### Page excerpt
-------------------------

Tag Archives: book review

Book Review: Water From a Deep Well

I have mix feelings about Water from a Deep Well: Christian Spirituality from Early Martyrs to Modern Missionaries by Gerald Sittser. On the one hand, it’s very well written and goes to great length to explain some of the major traditions from the history of the Church. On the other hand, it didn’t go deep enough to put many of these disciplines into practices. It was very wide but sometimes very shallow. Even more concerning, I felt like some of the traditions were “all bad.” What I mean by “all bad” is that I didn’t feel like a couple of the traditions were redeemable and would have been better off left out of this devotional survey of Church history.

For example, I didn’t find the chapter on icons and saints to be as helpful as it could have been. Spiritual heroes are great and we find them in the Bible, so my objection isn’t there. What I found unnecessary was how in-depth the author went into iconography. Biographies are great because they give us practical examples of what it looks like to live for Christ, but I didn’t feel comfortable with the adoration that icons received. To be fair, the author remains very impartial in his discussions, but I feel like he sacrificed discernment for the sake of neutrality. Simply by virtue of including iconography, he has provided an implicit endorsement of its use. The book is marketed and even self-described as a book that will take us into some of the valuable things from our past we’ve forgotten and should recover. For this reason, if something was included in the book, it was implicitly endorsed. I disagreed with some of the “old ways” that were endorsed.

-------------------------

### Data extract
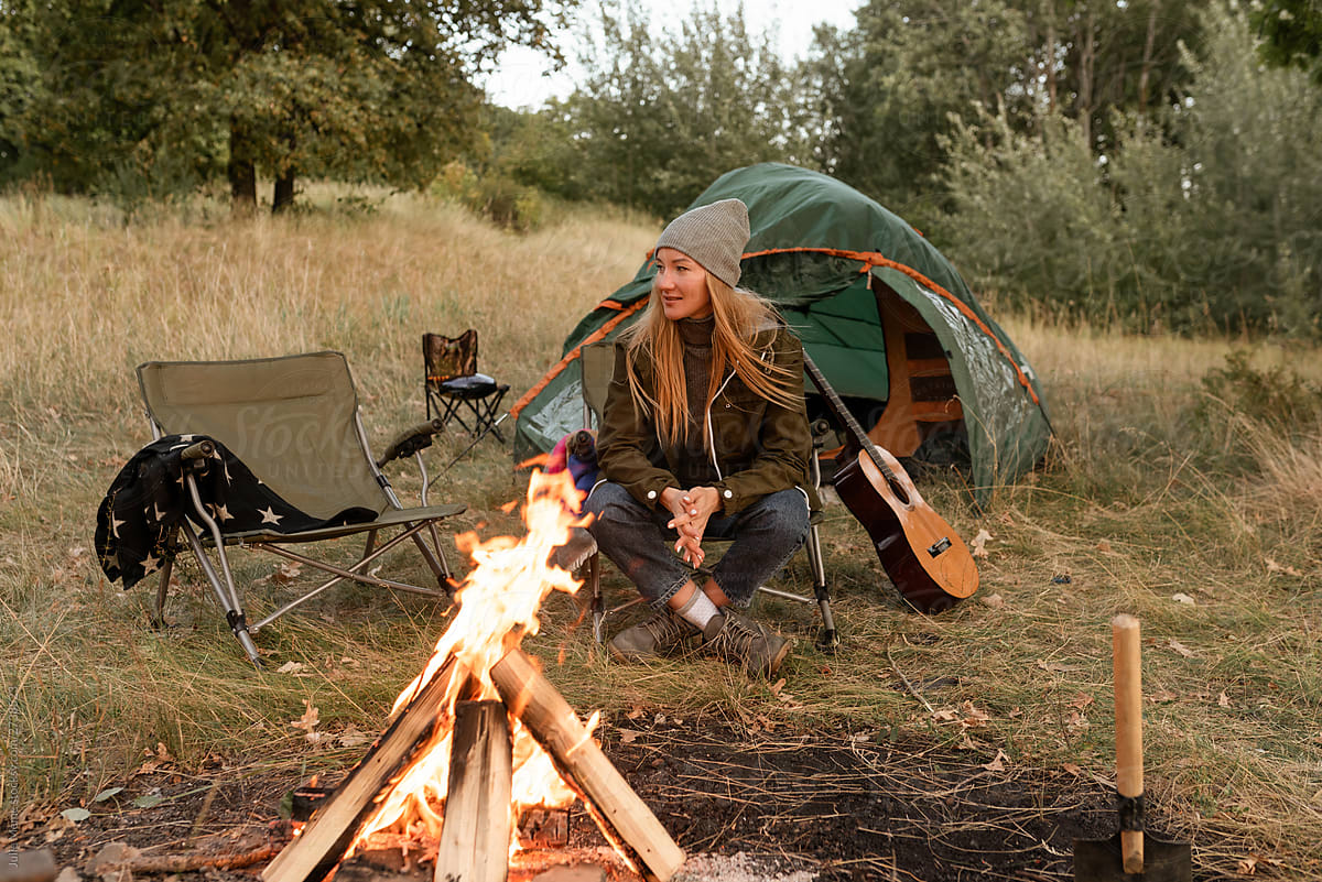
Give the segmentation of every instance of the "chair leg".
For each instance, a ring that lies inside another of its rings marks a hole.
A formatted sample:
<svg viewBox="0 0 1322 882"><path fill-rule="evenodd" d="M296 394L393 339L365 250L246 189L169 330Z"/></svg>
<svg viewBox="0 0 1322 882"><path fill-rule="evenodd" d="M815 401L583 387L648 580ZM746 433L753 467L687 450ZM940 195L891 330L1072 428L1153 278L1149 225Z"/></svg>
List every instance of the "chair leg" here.
<svg viewBox="0 0 1322 882"><path fill-rule="evenodd" d="M175 552L178 544L178 528L165 536L165 562L161 564L161 581L156 586L156 605L152 607L151 626L153 631L165 627L165 594L169 593L169 580L175 574Z"/></svg>
<svg viewBox="0 0 1322 882"><path fill-rule="evenodd" d="M212 560L206 556L206 549L202 548L202 539L198 532L196 532L188 523L180 527L180 531L188 539L189 548L193 549L193 556L197 557L198 565L202 568L202 573L206 574L206 581L212 584L212 590L221 601L221 606L225 607L225 621L230 626L230 631L238 639L239 646L247 654L249 660L253 665L262 668L262 656L258 655L256 644L253 643L253 635L249 634L247 617L243 614L243 602L239 599L238 589L234 588L234 576L230 573L230 560L225 553L225 537L221 536L221 528L217 526L215 520L206 512L206 507L202 506L202 499L197 492L197 481L193 475L185 475L184 483L188 486L189 495L193 498L193 510L197 512L198 518L208 526L212 532L212 540L215 543L215 557L221 561L221 573L223 573L223 582L215 573L215 568L212 566Z"/></svg>
<svg viewBox="0 0 1322 882"><path fill-rule="evenodd" d="M592 639L602 642L605 626L605 601L602 597L602 553L598 552L587 559L587 578L584 580L591 592L592 605Z"/></svg>
<svg viewBox="0 0 1322 882"><path fill-rule="evenodd" d="M431 574L436 577L436 582L448 595L452 590L449 585L451 573L449 564L446 561L446 552L440 549L440 533L436 529L436 522L431 522L427 527L431 531L431 540L436 545L435 549L427 545L427 541L418 533L414 533L412 539L418 545L418 551L422 552L423 560L427 561L427 566L431 568Z"/></svg>
<svg viewBox="0 0 1322 882"><path fill-rule="evenodd" d="M165 627L165 594L169 592L169 577L175 572L175 561L167 560L161 564L161 581L156 586L156 603L152 607L151 625L153 631Z"/></svg>
<svg viewBox="0 0 1322 882"><path fill-rule="evenodd" d="M822 543L817 524L808 528L808 565L813 570L813 595L822 614L822 630L817 632L817 648L834 654L839 646L839 632L836 630L836 617L830 611L830 593L826 589L826 566L822 562Z"/></svg>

-------------------------

### What this exercise asks
a) Can you repeat the passage of the book review word for word, starting with "Book Review: Water" and going on through "of Church history."?
b) Does the book review support each of these statements? Answer yes or no for each, quoting the words that decide it. (i) The reviewer considers the book poorly written. (ii) The reviewer objects to spiritual heroes in general. (iii) The reviewer says the author stays impartial in his discussions.

### Solution set
a)
Book Review: Water From a Deep Well

I have mix feelings about Water from a Deep Well: Christian Spirituality from Early Martyrs to Modern Missionaries by Gerald Sittser. On the one hand, it’s very well written and goes to great length to explain some of the major traditions from the history of the Church. On the other hand, it didn’t go deep enough to put many of these disciplines into practices. It was very wide but sometimes very shallow. Even more concerning, I felt like some of the traditions were “all bad.” What I mean by “all bad” is that I didn’t feel like a couple of the traditions were redeemable and would have been better off left out of this devotional survey of Church history.

b)
(i) No: "it’s very well written"
(ii) No: "Spiritual heroes are great and we find them in the Bible, so my objection isn’t there."
(iii) Yes: "To be fair, the author remains very impartial in his discussions"